* What the exercise asks *
Starting at the line that contains "Identify every instance of the foal's head", return every line down to the end of the records below, exactly as written.

Records from a data source:
-- -- --

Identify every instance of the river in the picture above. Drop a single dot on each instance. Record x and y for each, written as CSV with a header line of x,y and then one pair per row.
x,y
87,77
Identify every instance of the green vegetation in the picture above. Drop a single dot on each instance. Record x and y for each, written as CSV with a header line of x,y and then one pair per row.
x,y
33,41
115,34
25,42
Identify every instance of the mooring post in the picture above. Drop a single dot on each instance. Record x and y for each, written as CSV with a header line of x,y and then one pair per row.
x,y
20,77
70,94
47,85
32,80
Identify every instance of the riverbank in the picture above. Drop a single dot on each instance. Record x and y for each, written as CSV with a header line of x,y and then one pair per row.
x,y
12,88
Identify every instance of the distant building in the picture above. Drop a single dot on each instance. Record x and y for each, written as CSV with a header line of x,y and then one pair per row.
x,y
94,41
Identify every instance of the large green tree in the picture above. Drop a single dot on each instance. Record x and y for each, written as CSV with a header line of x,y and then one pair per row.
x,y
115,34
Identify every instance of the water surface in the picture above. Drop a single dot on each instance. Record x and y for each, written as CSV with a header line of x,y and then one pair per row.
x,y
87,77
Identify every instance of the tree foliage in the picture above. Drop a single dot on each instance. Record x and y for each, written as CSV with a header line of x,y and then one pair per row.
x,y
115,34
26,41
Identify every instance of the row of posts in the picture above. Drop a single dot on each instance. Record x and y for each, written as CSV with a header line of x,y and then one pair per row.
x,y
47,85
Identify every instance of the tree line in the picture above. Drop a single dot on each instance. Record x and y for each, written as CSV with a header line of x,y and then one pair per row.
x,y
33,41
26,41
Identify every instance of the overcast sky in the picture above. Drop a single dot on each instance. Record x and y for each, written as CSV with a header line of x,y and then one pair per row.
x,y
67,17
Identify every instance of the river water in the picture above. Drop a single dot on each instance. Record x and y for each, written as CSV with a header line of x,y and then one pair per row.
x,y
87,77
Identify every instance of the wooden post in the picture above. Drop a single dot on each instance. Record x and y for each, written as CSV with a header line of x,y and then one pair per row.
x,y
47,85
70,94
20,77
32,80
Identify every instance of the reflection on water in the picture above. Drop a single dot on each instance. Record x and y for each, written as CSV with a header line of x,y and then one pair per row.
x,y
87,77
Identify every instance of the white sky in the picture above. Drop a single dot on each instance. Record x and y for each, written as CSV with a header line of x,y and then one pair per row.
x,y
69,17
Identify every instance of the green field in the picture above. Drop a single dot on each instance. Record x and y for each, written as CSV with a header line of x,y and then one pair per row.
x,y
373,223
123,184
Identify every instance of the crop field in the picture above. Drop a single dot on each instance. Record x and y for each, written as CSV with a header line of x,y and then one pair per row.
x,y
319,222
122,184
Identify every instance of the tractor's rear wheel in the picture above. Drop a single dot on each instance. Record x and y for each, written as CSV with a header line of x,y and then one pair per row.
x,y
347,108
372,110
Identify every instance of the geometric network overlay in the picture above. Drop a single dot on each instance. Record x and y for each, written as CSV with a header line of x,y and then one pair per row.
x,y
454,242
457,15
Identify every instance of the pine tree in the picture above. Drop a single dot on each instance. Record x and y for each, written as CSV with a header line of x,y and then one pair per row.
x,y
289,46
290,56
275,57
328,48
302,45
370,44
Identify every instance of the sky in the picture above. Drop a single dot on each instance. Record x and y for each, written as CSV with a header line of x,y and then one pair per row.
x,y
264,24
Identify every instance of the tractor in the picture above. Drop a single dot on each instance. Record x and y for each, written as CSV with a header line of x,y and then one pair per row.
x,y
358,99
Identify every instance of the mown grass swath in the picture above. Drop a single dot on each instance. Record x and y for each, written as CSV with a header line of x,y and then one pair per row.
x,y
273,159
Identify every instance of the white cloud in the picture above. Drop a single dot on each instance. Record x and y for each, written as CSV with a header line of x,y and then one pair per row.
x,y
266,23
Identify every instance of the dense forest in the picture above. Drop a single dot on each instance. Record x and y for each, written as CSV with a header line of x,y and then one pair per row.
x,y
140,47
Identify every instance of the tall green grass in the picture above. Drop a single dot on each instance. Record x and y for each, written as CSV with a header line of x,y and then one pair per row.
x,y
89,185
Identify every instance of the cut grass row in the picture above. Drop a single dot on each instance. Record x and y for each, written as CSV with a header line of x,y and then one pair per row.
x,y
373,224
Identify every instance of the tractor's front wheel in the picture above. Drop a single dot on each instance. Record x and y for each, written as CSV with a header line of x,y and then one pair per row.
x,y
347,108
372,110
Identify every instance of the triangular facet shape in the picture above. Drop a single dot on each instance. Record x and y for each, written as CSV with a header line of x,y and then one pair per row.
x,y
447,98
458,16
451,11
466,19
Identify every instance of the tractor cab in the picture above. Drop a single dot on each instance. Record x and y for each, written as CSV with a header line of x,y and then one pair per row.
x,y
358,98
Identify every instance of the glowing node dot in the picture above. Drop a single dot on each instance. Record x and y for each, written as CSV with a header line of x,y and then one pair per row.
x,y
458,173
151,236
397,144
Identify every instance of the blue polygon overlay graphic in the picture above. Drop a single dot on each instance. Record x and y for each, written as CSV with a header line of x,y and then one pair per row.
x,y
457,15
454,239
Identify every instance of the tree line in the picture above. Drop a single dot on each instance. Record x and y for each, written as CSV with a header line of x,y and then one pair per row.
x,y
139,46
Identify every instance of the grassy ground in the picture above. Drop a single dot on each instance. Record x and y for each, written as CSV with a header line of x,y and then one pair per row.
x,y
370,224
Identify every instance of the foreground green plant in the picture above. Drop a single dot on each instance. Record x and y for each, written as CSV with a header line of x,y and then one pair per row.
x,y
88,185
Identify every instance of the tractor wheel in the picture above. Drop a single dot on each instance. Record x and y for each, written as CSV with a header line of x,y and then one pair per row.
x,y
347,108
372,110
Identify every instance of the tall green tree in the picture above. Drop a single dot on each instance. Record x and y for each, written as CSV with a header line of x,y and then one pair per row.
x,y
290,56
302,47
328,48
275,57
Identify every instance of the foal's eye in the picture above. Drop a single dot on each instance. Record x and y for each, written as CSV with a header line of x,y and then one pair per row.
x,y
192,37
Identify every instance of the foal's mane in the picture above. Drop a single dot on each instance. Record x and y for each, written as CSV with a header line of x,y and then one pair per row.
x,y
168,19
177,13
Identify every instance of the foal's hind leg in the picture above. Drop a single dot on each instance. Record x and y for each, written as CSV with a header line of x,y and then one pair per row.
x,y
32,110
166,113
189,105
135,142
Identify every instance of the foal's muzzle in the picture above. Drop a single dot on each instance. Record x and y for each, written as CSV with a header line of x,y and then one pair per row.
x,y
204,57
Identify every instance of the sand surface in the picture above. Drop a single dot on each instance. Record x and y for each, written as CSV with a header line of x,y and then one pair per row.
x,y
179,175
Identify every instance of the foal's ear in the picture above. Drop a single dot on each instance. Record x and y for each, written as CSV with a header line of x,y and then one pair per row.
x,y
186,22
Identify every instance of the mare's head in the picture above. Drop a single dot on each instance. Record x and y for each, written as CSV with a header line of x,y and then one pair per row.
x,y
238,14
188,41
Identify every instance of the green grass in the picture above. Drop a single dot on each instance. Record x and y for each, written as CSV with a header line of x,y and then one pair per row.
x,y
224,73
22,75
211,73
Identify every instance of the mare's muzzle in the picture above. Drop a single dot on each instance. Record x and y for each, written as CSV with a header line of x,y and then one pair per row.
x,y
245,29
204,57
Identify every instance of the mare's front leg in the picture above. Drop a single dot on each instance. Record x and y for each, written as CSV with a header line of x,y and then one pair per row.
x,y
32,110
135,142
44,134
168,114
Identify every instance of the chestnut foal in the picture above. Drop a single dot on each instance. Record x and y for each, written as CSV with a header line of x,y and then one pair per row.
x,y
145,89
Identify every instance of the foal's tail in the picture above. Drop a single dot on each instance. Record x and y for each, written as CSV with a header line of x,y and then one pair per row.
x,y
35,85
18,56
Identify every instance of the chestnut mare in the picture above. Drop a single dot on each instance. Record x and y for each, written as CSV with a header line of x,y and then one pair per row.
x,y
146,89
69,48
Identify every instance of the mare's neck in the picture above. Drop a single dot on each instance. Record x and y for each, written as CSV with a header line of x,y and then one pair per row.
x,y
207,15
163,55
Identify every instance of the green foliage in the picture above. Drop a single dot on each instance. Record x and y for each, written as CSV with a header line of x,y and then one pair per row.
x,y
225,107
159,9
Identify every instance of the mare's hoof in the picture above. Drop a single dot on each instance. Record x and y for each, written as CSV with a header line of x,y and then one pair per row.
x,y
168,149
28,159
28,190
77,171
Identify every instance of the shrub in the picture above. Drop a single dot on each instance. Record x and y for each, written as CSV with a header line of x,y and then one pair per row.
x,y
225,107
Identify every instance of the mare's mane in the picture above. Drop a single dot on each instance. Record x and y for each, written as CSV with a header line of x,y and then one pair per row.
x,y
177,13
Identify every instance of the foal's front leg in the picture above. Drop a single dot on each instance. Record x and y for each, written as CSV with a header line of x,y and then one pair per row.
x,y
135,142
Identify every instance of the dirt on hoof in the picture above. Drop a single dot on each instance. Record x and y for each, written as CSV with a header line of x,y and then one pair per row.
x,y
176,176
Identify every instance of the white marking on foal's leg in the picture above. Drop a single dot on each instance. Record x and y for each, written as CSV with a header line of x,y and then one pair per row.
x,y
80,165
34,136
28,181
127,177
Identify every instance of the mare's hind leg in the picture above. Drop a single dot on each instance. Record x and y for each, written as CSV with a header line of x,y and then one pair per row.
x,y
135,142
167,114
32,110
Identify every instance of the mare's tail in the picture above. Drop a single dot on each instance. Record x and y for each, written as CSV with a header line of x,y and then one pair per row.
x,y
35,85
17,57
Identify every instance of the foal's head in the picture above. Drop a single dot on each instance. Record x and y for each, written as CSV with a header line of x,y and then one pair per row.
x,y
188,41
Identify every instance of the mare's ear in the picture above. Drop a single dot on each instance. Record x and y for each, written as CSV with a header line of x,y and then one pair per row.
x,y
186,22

-- -- --

* Solution *
Identify every instance of the foal's head in the picture above. Drop a single dot on each instance. Record x and y for each, written as CSV with a header line of x,y and then one pair per row.
x,y
188,41
Identify every instance of the mare's ear in the picture above. Drop a single dot on each instance. Record x and y for each, written as CSV with a header line of x,y and then one pair per row.
x,y
186,22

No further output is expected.